● **Aim**
Please return the records from their first line through the line containing "[[116,78],[116,76],[113,76],[113,77],[110,78],[110,80],[115,80]]", copying each line character for character and leaving out the pictures.

● **Information supplied**

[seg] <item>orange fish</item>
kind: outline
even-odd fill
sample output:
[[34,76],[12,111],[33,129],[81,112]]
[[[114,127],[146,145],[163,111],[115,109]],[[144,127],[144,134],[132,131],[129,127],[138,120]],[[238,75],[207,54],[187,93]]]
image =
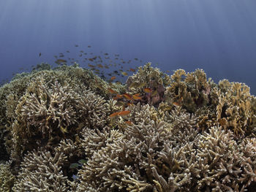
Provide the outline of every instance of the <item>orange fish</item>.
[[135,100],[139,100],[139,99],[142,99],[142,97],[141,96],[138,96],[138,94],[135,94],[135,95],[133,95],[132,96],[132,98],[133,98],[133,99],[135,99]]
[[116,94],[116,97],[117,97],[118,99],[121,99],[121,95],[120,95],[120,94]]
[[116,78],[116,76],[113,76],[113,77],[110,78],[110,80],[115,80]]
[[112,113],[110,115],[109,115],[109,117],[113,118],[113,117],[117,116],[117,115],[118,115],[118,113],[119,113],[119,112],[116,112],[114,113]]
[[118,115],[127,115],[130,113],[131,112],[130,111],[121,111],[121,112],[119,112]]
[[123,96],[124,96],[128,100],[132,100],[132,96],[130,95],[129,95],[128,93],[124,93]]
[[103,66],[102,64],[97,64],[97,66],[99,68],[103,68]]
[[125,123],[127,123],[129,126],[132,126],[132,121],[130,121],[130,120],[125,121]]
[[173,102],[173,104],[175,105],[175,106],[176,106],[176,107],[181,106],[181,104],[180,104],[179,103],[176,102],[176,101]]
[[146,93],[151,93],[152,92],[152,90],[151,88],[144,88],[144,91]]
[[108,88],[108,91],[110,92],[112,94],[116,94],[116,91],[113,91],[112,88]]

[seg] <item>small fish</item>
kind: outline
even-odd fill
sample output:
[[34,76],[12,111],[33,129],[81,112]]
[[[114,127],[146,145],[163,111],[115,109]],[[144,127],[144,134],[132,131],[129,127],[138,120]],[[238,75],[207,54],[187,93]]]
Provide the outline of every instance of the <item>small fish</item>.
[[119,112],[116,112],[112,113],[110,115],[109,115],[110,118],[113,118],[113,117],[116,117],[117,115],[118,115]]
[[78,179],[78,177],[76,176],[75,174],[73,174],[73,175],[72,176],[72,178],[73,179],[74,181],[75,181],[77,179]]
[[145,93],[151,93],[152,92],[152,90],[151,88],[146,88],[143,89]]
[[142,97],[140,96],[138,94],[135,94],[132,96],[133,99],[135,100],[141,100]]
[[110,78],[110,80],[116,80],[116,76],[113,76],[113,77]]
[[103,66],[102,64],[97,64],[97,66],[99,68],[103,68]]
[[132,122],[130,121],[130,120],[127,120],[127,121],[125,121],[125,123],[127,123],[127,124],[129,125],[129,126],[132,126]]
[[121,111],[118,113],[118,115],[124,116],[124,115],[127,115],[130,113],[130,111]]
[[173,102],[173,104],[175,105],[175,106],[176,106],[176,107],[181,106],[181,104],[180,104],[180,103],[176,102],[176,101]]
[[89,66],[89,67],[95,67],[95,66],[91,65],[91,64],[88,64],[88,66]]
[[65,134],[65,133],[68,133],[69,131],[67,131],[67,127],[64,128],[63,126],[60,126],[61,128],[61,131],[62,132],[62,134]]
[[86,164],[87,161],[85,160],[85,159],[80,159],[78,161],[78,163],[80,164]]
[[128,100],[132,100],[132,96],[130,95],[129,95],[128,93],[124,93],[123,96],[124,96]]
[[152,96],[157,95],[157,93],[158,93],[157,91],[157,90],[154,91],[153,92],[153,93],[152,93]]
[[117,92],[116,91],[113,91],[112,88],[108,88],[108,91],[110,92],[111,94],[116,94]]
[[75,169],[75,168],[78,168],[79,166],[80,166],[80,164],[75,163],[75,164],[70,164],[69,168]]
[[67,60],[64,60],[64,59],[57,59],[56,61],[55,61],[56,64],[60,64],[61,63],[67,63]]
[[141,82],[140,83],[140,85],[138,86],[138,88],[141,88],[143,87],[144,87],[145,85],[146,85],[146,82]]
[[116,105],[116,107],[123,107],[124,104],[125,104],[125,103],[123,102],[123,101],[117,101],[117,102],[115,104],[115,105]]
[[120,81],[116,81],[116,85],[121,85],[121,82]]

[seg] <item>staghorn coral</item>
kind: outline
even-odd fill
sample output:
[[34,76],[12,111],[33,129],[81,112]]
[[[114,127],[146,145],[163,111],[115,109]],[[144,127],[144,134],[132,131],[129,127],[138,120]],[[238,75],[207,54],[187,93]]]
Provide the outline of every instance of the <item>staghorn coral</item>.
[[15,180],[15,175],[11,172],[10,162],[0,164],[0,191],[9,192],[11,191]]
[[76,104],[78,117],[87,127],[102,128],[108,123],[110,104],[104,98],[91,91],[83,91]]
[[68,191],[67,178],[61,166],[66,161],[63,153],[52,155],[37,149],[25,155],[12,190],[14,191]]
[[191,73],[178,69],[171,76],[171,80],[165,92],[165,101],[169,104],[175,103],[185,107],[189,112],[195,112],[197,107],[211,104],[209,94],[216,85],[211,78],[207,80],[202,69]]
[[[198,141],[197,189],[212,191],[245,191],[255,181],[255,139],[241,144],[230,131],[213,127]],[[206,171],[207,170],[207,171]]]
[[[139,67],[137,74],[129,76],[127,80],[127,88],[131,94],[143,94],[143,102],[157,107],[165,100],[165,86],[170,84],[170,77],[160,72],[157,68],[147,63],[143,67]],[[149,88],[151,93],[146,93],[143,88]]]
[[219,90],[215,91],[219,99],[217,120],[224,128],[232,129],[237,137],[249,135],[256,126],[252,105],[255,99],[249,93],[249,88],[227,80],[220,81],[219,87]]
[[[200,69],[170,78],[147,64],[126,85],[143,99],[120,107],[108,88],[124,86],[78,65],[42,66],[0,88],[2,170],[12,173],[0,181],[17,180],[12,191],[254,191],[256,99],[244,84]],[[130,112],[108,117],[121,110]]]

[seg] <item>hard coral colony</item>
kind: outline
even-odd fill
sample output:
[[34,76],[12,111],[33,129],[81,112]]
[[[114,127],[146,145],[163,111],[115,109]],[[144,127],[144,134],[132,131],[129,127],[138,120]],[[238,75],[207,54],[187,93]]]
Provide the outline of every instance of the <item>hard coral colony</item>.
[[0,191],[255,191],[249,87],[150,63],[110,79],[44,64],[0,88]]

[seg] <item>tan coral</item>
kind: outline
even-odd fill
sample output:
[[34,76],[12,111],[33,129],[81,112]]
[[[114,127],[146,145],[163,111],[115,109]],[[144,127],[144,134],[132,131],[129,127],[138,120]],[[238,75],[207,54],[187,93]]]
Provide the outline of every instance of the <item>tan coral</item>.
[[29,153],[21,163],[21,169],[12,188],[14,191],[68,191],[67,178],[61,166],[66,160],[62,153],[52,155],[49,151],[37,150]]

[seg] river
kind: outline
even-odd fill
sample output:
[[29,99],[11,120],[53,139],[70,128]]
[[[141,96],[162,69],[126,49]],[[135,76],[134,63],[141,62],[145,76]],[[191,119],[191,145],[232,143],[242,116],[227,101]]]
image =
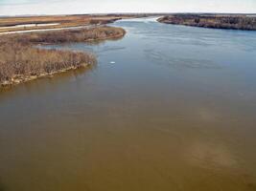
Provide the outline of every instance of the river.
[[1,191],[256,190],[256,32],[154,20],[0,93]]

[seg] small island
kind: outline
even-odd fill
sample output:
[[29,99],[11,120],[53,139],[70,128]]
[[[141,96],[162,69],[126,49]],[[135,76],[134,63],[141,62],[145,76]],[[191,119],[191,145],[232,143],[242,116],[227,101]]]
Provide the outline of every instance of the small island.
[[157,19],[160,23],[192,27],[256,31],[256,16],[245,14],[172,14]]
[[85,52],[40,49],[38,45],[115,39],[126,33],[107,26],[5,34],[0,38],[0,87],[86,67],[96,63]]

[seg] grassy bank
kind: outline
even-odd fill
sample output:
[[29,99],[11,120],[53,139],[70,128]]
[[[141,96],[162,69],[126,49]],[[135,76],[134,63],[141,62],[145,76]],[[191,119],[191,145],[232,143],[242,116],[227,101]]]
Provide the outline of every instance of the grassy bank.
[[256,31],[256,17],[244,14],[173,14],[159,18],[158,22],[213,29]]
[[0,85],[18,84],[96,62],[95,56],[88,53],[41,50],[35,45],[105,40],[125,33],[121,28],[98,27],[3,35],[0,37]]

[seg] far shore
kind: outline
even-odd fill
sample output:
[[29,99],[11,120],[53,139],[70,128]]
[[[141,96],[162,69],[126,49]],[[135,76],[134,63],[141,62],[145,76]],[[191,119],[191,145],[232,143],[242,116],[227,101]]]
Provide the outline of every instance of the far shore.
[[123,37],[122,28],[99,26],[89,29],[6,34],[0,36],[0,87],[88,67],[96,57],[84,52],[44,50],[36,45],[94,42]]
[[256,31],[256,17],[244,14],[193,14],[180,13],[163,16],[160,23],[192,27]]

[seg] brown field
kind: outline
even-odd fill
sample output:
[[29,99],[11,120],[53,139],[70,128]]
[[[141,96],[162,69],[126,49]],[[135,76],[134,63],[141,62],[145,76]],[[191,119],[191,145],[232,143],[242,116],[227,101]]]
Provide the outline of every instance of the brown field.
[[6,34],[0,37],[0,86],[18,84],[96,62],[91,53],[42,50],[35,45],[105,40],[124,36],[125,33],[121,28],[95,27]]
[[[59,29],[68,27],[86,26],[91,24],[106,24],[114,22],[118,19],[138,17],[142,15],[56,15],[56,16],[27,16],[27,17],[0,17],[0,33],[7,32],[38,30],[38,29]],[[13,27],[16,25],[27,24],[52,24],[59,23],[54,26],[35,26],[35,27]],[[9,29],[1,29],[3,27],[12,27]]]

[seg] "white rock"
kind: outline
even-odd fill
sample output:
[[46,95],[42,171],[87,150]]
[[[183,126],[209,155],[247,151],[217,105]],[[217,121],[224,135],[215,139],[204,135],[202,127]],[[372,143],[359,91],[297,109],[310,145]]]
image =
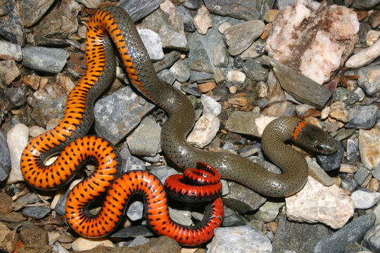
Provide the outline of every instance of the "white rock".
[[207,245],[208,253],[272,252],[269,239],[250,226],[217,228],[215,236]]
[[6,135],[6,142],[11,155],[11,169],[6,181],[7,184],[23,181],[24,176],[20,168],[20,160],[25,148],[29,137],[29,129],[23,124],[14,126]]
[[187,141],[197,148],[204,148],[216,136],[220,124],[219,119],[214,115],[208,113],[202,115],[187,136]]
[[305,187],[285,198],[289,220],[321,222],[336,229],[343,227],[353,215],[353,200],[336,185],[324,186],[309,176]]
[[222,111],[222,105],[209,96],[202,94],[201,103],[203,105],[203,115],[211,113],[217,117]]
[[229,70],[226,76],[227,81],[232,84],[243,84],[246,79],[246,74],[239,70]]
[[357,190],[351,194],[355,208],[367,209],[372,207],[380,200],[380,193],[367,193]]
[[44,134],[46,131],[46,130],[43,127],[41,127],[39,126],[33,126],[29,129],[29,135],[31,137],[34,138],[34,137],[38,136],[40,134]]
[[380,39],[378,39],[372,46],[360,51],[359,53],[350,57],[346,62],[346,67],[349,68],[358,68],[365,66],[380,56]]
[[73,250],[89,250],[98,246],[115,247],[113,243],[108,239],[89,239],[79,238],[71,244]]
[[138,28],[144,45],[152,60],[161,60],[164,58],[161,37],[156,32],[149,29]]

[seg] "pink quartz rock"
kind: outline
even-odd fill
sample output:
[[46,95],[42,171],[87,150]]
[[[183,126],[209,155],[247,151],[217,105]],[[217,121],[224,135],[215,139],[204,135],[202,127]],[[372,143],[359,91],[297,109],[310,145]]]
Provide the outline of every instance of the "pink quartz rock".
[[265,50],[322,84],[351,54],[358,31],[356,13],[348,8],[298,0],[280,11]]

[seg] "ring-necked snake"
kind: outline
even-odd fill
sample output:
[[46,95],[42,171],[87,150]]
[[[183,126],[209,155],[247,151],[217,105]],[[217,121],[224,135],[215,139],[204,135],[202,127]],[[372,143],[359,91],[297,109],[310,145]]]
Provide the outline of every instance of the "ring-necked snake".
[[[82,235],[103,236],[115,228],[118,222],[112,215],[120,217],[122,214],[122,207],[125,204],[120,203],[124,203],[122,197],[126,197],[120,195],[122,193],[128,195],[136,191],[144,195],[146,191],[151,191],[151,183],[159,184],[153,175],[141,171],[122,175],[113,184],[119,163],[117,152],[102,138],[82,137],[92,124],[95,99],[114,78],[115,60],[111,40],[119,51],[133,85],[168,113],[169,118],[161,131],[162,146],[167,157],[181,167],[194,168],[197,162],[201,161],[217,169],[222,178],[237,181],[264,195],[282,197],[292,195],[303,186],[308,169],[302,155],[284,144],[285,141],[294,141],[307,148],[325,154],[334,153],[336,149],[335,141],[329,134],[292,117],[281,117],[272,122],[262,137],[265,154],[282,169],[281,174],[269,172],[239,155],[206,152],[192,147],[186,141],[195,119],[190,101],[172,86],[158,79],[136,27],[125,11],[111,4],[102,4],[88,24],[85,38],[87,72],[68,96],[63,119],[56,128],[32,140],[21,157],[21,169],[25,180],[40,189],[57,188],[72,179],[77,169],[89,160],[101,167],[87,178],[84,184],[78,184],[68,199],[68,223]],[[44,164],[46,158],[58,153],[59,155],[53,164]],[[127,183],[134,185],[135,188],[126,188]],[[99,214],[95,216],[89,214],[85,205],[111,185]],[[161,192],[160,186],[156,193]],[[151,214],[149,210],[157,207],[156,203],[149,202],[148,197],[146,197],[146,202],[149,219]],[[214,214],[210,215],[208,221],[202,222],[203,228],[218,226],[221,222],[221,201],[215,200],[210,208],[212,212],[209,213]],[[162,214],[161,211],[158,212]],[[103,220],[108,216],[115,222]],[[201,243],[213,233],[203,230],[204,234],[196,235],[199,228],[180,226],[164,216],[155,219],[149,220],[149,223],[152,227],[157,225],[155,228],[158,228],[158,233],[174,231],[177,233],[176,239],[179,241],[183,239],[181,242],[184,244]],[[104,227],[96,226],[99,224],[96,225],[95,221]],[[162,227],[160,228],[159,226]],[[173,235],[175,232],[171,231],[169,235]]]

● **In response**
[seg] <item>orange fish</item>
kind: outline
even-odd fill
sample output:
[[34,76],[12,111],[33,129],[81,112]]
[[[114,127],[146,145],[163,111],[115,109]],[[144,127],[144,134],[132,131],[129,127],[138,120]],[[238,75],[207,54],[187,93]]]
image =
Provide the outline of every instance of the <item>orange fish</item>.
[[135,100],[139,100],[139,99],[142,99],[142,97],[141,96],[138,96],[138,94],[135,94],[135,95],[133,95],[132,96],[132,98],[133,98],[133,99],[135,99]]
[[116,94],[116,97],[117,97],[118,99],[121,99],[121,95],[120,95],[120,94]]
[[116,78],[116,76],[113,76],[113,77],[110,78],[110,80],[115,80]]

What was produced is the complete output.